= WHAT YOU HAVE TO DO =
Count the lines in the records below that contain the word "sneaker", treating uppercase and lowercase as different, and reply with the number alone.

= AVAILABLE RECORDS =
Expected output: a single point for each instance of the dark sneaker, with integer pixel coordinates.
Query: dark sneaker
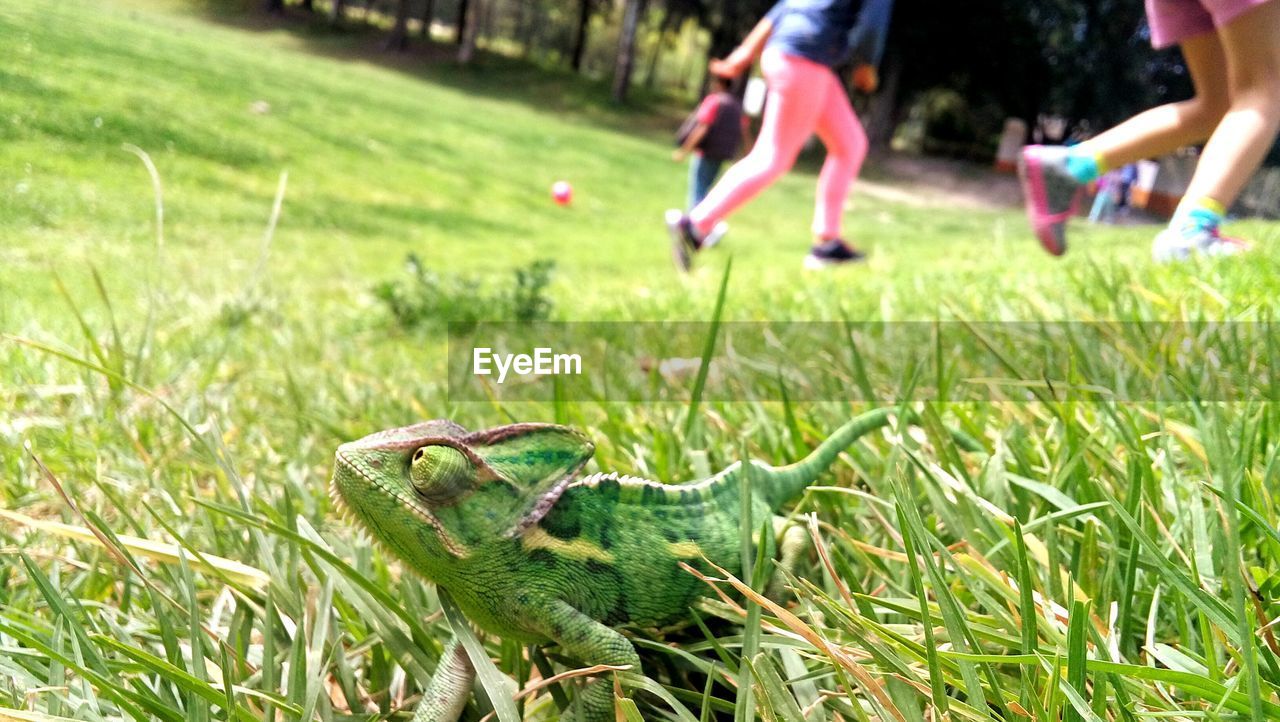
(1050, 192)
(714, 236)
(685, 241)
(831, 254)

= COMPLETE ANSWER =
2